* BEGIN Information supplied *

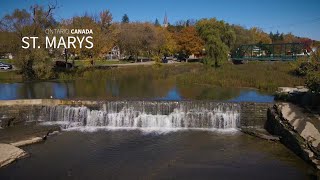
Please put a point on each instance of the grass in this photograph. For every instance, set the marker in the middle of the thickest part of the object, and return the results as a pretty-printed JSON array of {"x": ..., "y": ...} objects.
[{"x": 266, "y": 76}]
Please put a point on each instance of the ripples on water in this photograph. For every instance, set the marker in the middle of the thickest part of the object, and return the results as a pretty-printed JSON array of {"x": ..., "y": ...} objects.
[
  {"x": 163, "y": 90},
  {"x": 190, "y": 154}
]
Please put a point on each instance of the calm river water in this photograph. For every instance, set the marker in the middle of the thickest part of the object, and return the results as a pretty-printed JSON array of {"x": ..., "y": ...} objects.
[
  {"x": 135, "y": 154},
  {"x": 126, "y": 89}
]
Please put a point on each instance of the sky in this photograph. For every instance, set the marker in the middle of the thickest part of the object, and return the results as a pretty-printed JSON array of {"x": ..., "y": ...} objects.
[{"x": 300, "y": 17}]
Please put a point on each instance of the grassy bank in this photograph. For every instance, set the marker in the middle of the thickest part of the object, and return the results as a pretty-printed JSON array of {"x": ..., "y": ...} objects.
[
  {"x": 97, "y": 62},
  {"x": 266, "y": 76}
]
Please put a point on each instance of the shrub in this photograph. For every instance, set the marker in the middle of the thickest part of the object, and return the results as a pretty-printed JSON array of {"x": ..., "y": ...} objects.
[{"x": 313, "y": 82}]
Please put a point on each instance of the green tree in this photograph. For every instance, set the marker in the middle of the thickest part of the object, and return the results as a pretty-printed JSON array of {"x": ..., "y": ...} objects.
[
  {"x": 218, "y": 37},
  {"x": 125, "y": 18}
]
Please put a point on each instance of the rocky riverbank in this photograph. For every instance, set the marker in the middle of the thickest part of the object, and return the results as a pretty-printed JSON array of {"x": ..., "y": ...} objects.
[
  {"x": 13, "y": 138},
  {"x": 298, "y": 129}
]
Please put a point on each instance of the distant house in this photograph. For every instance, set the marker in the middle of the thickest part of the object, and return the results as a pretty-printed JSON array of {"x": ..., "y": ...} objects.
[{"x": 114, "y": 53}]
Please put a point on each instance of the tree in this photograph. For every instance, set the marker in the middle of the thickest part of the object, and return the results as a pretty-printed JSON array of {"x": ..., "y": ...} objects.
[
  {"x": 156, "y": 23},
  {"x": 125, "y": 18},
  {"x": 218, "y": 37},
  {"x": 140, "y": 38},
  {"x": 259, "y": 36},
  {"x": 243, "y": 36},
  {"x": 189, "y": 42},
  {"x": 105, "y": 19},
  {"x": 33, "y": 63}
]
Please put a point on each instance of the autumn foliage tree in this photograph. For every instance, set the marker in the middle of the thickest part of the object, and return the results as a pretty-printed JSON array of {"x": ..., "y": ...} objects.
[{"x": 189, "y": 42}]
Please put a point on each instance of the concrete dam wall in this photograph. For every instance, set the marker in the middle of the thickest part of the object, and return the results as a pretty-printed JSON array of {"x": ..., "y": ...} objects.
[{"x": 135, "y": 114}]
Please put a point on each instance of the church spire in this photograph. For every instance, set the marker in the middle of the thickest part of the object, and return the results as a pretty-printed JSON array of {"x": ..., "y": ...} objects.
[{"x": 165, "y": 21}]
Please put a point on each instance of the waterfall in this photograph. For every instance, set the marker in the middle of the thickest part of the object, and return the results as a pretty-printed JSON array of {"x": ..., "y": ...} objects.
[{"x": 147, "y": 114}]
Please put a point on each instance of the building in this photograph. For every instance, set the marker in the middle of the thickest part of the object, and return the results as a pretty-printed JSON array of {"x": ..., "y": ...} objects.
[
  {"x": 165, "y": 21},
  {"x": 114, "y": 53}
]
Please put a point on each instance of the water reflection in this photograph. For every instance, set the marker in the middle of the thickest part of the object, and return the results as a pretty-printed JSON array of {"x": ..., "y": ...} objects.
[{"x": 127, "y": 88}]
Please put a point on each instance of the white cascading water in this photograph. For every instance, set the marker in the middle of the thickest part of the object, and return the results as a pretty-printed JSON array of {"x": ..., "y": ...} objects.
[{"x": 144, "y": 114}]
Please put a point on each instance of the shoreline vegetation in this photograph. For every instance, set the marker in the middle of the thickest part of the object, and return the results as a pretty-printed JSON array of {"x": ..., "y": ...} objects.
[{"x": 265, "y": 76}]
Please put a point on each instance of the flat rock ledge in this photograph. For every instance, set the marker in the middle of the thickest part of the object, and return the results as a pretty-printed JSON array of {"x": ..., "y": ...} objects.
[
  {"x": 298, "y": 130},
  {"x": 9, "y": 154}
]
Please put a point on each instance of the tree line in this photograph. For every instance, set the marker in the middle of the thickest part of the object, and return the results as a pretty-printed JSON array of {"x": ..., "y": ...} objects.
[{"x": 209, "y": 38}]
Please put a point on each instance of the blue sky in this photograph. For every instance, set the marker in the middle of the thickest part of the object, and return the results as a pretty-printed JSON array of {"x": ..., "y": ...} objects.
[{"x": 301, "y": 17}]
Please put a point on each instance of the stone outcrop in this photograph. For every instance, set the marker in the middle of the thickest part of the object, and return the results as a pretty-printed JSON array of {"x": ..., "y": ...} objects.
[
  {"x": 298, "y": 129},
  {"x": 10, "y": 153}
]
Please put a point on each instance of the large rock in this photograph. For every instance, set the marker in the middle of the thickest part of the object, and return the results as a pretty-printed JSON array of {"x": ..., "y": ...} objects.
[
  {"x": 10, "y": 153},
  {"x": 297, "y": 129}
]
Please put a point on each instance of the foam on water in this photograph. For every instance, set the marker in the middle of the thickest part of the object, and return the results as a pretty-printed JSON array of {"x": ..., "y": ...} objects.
[{"x": 146, "y": 116}]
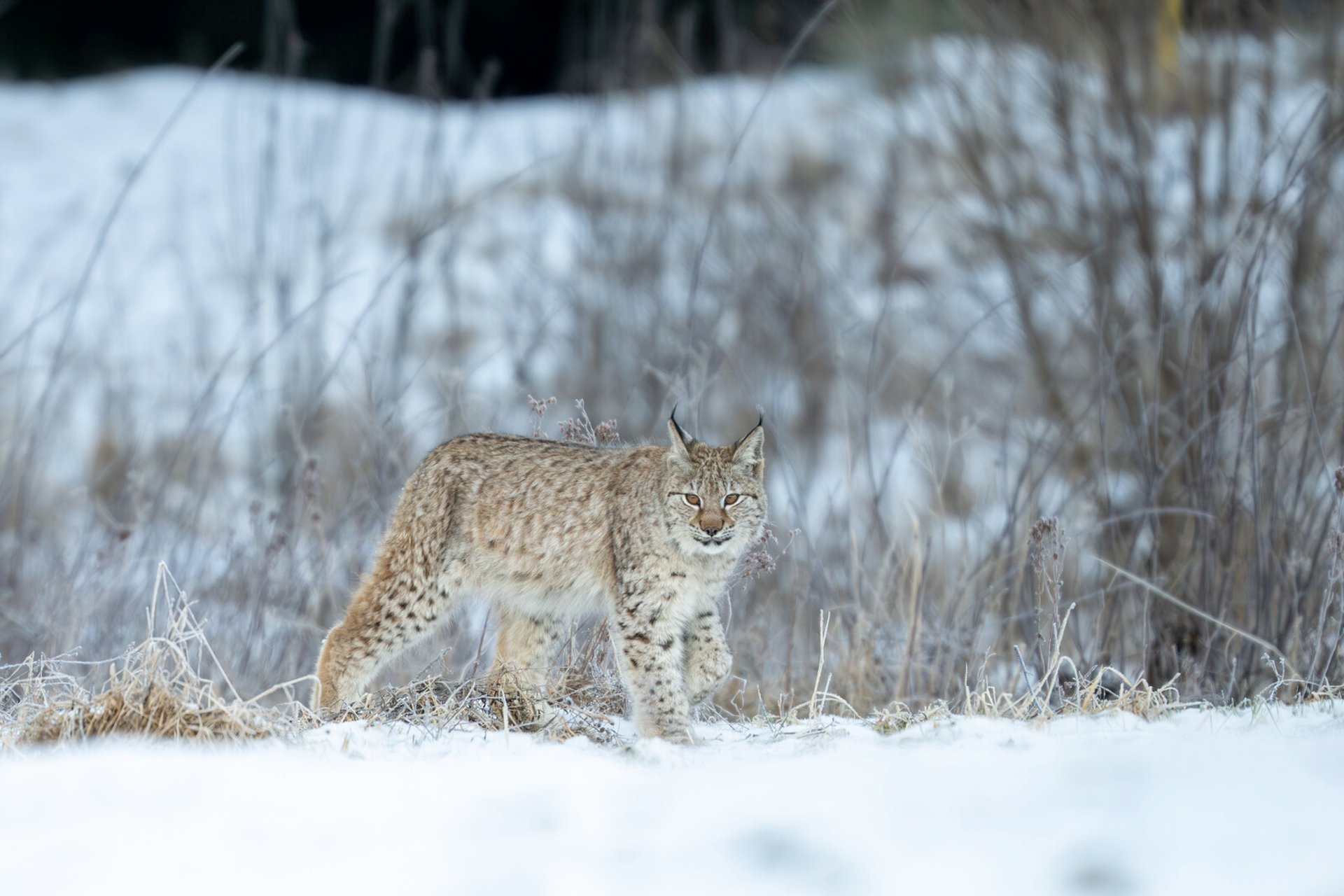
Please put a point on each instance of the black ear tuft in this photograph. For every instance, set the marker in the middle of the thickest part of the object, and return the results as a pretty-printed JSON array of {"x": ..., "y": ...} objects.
[
  {"x": 682, "y": 440},
  {"x": 750, "y": 449}
]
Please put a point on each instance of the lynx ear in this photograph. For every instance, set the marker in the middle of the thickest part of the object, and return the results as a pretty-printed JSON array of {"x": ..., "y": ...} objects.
[
  {"x": 749, "y": 450},
  {"x": 682, "y": 441}
]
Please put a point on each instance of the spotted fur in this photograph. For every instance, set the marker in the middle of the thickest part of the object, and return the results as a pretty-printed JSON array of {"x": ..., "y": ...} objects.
[{"x": 552, "y": 531}]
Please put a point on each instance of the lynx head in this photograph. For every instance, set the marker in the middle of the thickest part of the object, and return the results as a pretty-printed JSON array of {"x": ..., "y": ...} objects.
[{"x": 714, "y": 496}]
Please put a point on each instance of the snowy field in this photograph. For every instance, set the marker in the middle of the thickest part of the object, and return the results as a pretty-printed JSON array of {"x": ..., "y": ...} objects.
[{"x": 1199, "y": 802}]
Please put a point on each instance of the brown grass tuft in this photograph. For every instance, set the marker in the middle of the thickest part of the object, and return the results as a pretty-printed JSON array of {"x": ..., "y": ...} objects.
[{"x": 158, "y": 690}]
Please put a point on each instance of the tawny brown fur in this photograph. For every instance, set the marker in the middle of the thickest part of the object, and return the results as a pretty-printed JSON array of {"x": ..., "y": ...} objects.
[{"x": 550, "y": 531}]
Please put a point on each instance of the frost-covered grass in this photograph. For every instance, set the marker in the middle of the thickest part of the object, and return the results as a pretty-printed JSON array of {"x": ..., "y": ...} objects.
[
  {"x": 1203, "y": 801},
  {"x": 1030, "y": 277}
]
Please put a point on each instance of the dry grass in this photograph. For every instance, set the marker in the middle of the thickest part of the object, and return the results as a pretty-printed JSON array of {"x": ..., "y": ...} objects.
[{"x": 158, "y": 688}]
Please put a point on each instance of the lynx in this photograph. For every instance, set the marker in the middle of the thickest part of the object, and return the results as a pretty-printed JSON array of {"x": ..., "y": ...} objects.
[{"x": 550, "y": 531}]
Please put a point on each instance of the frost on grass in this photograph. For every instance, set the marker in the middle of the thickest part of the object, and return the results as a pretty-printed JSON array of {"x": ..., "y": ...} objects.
[{"x": 159, "y": 688}]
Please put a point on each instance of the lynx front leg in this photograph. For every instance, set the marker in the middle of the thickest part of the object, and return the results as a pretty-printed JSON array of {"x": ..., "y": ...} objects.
[
  {"x": 652, "y": 647},
  {"x": 707, "y": 659}
]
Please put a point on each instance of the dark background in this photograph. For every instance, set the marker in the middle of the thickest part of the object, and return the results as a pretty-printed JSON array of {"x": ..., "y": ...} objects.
[
  {"x": 467, "y": 49},
  {"x": 428, "y": 48}
]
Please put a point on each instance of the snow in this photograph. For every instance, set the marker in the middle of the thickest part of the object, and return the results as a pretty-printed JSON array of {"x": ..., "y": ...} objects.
[{"x": 1202, "y": 801}]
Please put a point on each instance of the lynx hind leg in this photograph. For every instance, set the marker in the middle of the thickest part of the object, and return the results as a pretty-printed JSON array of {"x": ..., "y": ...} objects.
[
  {"x": 523, "y": 654},
  {"x": 707, "y": 659},
  {"x": 398, "y": 603}
]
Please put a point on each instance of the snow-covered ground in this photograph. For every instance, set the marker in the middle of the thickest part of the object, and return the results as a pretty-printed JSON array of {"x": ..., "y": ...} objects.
[{"x": 1199, "y": 802}]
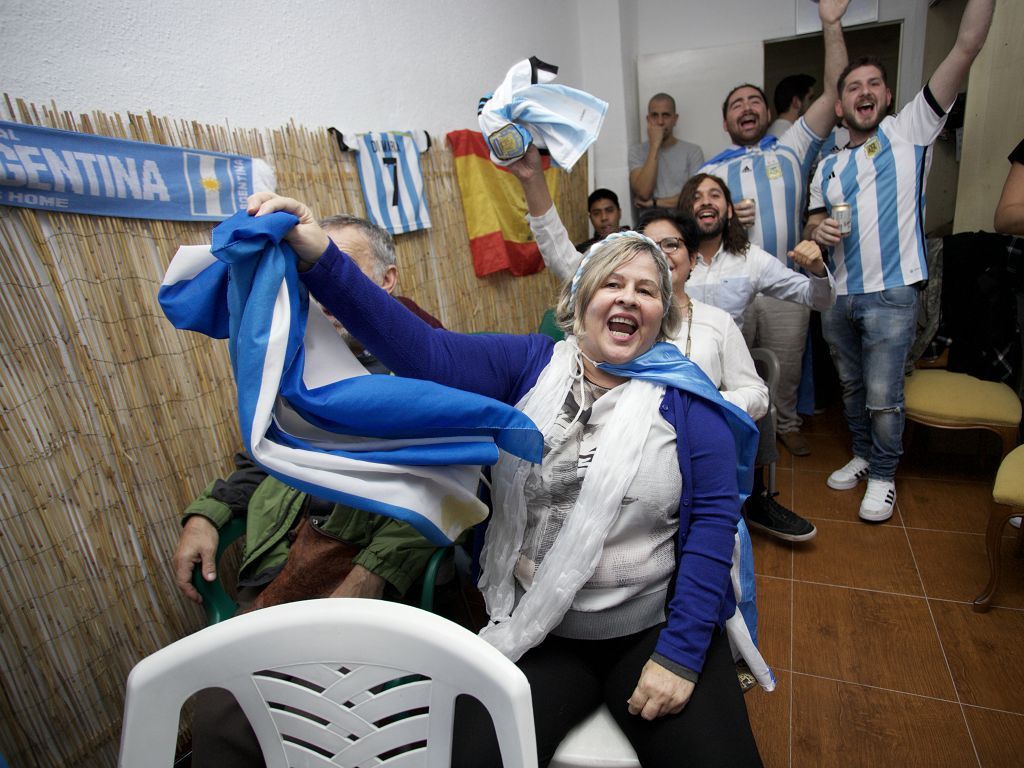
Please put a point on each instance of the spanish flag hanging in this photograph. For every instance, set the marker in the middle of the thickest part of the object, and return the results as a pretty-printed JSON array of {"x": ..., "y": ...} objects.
[{"x": 496, "y": 210}]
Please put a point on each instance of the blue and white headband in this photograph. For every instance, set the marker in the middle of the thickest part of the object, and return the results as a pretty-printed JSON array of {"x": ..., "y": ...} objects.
[{"x": 596, "y": 247}]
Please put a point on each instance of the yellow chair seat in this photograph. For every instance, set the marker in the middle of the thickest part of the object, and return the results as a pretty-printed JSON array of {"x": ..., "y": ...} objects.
[
  {"x": 1008, "y": 493},
  {"x": 1009, "y": 486},
  {"x": 945, "y": 398}
]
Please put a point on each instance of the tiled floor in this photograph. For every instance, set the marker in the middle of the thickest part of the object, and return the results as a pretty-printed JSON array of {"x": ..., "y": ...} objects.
[{"x": 880, "y": 658}]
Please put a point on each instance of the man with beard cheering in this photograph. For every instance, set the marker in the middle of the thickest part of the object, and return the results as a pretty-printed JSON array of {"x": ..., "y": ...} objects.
[
  {"x": 768, "y": 178},
  {"x": 880, "y": 252},
  {"x": 730, "y": 271}
]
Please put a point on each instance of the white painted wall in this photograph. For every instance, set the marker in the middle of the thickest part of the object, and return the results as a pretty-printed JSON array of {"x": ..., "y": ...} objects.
[
  {"x": 357, "y": 65},
  {"x": 360, "y": 65}
]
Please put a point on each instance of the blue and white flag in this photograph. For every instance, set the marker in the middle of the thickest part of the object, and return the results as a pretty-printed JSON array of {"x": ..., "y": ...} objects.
[
  {"x": 56, "y": 170},
  {"x": 527, "y": 108},
  {"x": 310, "y": 414}
]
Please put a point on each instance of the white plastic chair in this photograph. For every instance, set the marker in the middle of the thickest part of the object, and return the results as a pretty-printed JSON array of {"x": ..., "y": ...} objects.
[
  {"x": 333, "y": 682},
  {"x": 596, "y": 742}
]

* END Information supplied *

Aim of the task =>
Repeat only the lines running from the line that contains "Please put a point on each instance of the tiled" through the last line above, inclusive.

Task solution =>
Please put a point on each instance of the tiled floor in this photograph. For every instance, set the marker in the middle of the thickest part of the object, and return the results as a pretty-printed JSON array of {"x": ..., "y": ...} objects.
[{"x": 880, "y": 658}]
Please put a point on each instance of the man with beard cheering in this photograph. For every instance, set the marker in the middle of the thickest part of the object, and return the results as a pretty-printed JSON array of {"x": ..., "y": ...} objects.
[
  {"x": 768, "y": 178},
  {"x": 880, "y": 252},
  {"x": 730, "y": 271}
]
Please put a point on each instance of the white painted wall in this photograph. For every instance, set the marker in the middle of the thickest part of the object, and return the results as a pretty-printed JSON array of {"x": ..., "y": ...} objects.
[
  {"x": 357, "y": 65},
  {"x": 360, "y": 65}
]
Please put a point on each instance of the blue and white flag in this photograph. For every instance, set the marker in the middle of the thickest part of the object, and return the results as a pretty-printed JSON array of {"x": ..., "y": ...} objects.
[
  {"x": 56, "y": 170},
  {"x": 527, "y": 108},
  {"x": 310, "y": 414}
]
Please put a point on each instance of the white plastic chair in this photograph. For every instance, set the marker in the middle of the thickest part of the object, and return the results as a pretty-printed JSON array of {"x": ..., "y": ...} objects.
[
  {"x": 333, "y": 682},
  {"x": 596, "y": 742}
]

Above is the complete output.